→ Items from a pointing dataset
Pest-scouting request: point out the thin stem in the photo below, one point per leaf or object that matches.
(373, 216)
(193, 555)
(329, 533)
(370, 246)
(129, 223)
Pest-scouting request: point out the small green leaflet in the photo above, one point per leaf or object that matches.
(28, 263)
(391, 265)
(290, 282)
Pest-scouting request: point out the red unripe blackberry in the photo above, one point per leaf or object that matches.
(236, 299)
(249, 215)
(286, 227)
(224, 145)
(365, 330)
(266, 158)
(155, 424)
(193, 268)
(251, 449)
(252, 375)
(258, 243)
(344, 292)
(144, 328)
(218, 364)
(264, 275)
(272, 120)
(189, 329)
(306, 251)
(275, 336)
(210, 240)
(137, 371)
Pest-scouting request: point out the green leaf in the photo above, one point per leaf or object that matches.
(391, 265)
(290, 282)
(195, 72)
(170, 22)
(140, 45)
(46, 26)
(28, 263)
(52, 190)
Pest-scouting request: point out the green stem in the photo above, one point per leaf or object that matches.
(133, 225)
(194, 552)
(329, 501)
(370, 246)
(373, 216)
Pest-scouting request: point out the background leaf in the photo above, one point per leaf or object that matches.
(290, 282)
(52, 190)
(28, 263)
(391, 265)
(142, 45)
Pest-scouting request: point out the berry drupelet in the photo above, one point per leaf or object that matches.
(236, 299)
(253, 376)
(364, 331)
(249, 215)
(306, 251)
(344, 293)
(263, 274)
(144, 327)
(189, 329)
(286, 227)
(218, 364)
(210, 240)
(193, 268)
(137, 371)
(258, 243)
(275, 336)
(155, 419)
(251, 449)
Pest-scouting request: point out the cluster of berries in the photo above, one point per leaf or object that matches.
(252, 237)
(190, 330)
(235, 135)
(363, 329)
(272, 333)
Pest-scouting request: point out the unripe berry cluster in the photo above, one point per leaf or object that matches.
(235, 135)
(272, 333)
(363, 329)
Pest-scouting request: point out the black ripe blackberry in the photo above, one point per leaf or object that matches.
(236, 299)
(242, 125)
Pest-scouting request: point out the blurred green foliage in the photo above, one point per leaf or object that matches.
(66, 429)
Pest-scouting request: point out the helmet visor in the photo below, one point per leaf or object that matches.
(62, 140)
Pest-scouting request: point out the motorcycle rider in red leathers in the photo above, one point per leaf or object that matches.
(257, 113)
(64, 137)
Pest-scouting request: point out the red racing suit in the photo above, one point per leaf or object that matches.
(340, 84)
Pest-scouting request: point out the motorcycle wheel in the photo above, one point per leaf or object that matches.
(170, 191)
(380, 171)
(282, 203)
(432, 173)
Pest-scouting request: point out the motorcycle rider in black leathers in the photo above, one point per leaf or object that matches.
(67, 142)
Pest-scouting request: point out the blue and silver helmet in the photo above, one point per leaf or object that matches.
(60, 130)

→ PROBLEM REQUIREMENTS
Revise everything from the line containing "Pest-scouting request: point out the black" down to the end of the items, changing every "motorcycle" to "motorbike" and leaving all else unchanged.

→ OUTPUT FOR THIS EXERCISE
Pest-scouting request: point out the black ripe blackberry in the photo above, one point per leaf or object that matches.
(236, 299)
(242, 125)
Pest-scouting request: point out the blurred green foliage in the photo above, one point per leaf or object that matches.
(66, 429)
Pest-scouting request: point out the helmet visor in the photo below, one point per leaf or object that matches.
(62, 140)
Pest-scouting request: point out the motorbike rider in red leathers in the photo above, one point per leaf or object that matches.
(257, 113)
(64, 137)
Pest-scouting request: point out the red racing suit in the photo above, one point per leaf or object that matches.
(340, 84)
Pest-scouting request: point out the motorbike wheel in the photo above, one point per leaf or object that matches.
(170, 191)
(380, 171)
(282, 203)
(432, 173)
Pest-scouting request: point out the motorbike rider in black leathers in the photo above, one point per leaf or object that matches.
(67, 142)
Pest-scouting request: point out the blue and silver helmet in the photo above, one point per leaf or object that matches.
(60, 130)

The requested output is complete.